╭──
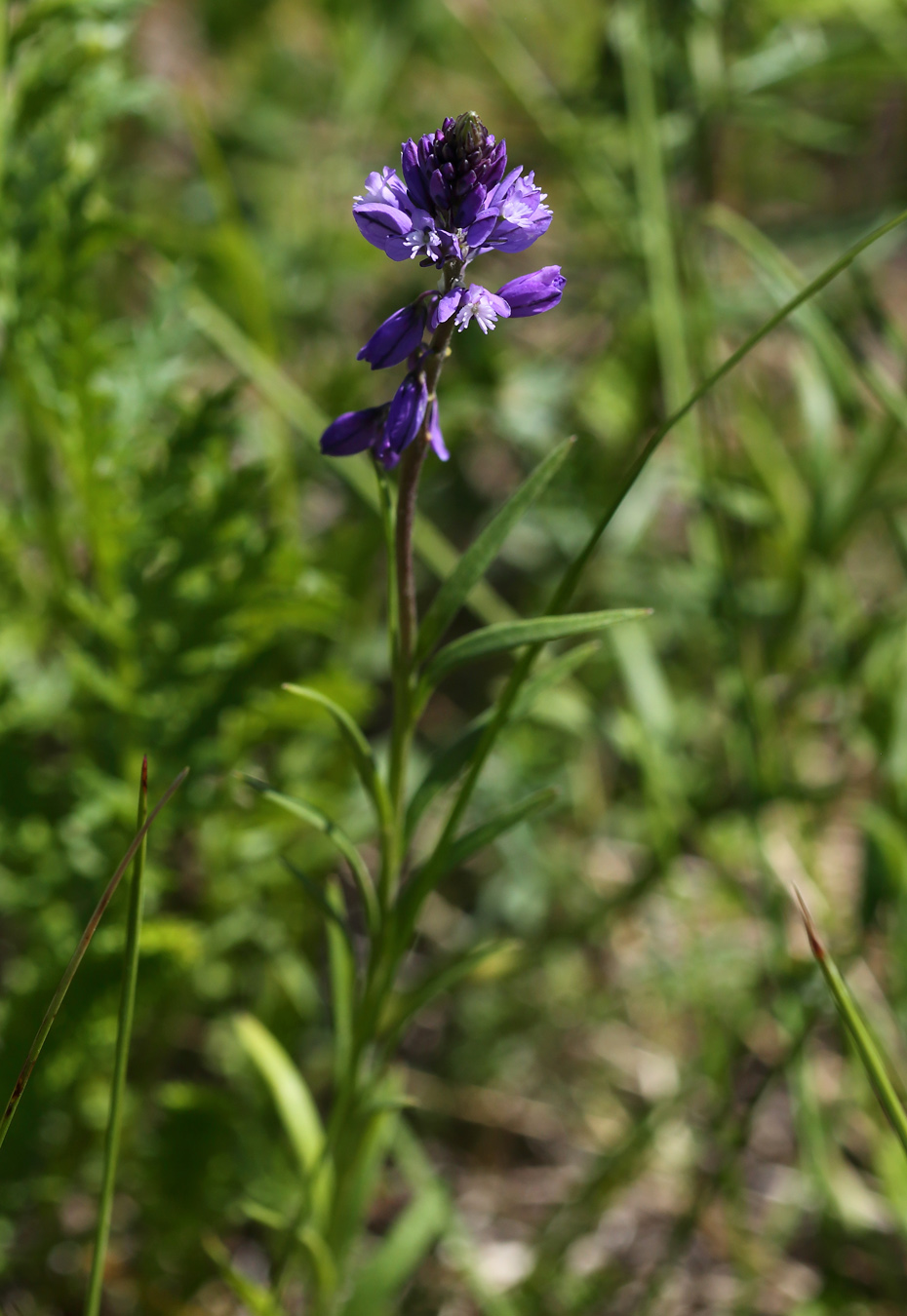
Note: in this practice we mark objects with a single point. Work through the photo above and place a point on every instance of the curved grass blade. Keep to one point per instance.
(120, 1060)
(289, 1090)
(360, 747)
(512, 635)
(451, 856)
(319, 820)
(68, 974)
(861, 1037)
(484, 550)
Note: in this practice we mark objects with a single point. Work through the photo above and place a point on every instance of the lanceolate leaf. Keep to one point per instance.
(399, 1255)
(451, 857)
(362, 755)
(511, 635)
(289, 1090)
(407, 1004)
(319, 820)
(484, 550)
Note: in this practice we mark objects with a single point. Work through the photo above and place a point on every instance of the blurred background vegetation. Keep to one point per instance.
(650, 1107)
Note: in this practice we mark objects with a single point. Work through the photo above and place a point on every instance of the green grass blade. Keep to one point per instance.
(396, 1258)
(572, 576)
(358, 745)
(342, 985)
(68, 974)
(453, 759)
(861, 1037)
(448, 856)
(289, 1090)
(309, 421)
(120, 1060)
(477, 560)
(406, 1006)
(512, 635)
(322, 823)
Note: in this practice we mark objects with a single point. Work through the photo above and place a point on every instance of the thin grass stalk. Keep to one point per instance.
(869, 1055)
(78, 954)
(120, 1060)
(635, 469)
╰──
EXERCISE → Reproduce every line of the items above, requests included, with each point coordinate in the answers multiplied by 0.6 and rounded to a whole number, halves rounding up. Omit the pictures from your answer.

THE RESULT →
Note: in this practice we mark objects with a single point. Work through the photo above and place a point on every instance of the curved grass blade. Keep to one point per instance.
(72, 636)
(173, 654)
(216, 448)
(307, 381)
(271, 514)
(191, 492)
(41, 584)
(517, 622)
(290, 330)
Note: in this practice we mark objects with a single point. Work through the photo above and place a point on every instance of the lanceolate leaf. Keep to one point per instance.
(239, 753)
(271, 514)
(217, 453)
(307, 381)
(173, 654)
(244, 602)
(191, 492)
(290, 330)
Note: in this practice we mark objects with a single point. Work through the photo above and place a point on every instance of the blurred background vegetation. Keep to one point per instance.
(390, 664)
Note: in this practice we mark objects with a single point. Work through the photo above and place a point on every instance of the green grass blade. Keep to one point per instance.
(238, 755)
(343, 346)
(215, 447)
(205, 591)
(41, 584)
(272, 455)
(517, 622)
(269, 514)
(173, 654)
(185, 253)
(72, 636)
(286, 336)
(244, 604)
(307, 381)
(193, 494)
Note: in this practice we mark objects with a single point. Work through the photo above and place a point on every instance of the thin grass stalk. Keep to one point per instance.
(521, 633)
(47, 572)
(72, 636)
(381, 281)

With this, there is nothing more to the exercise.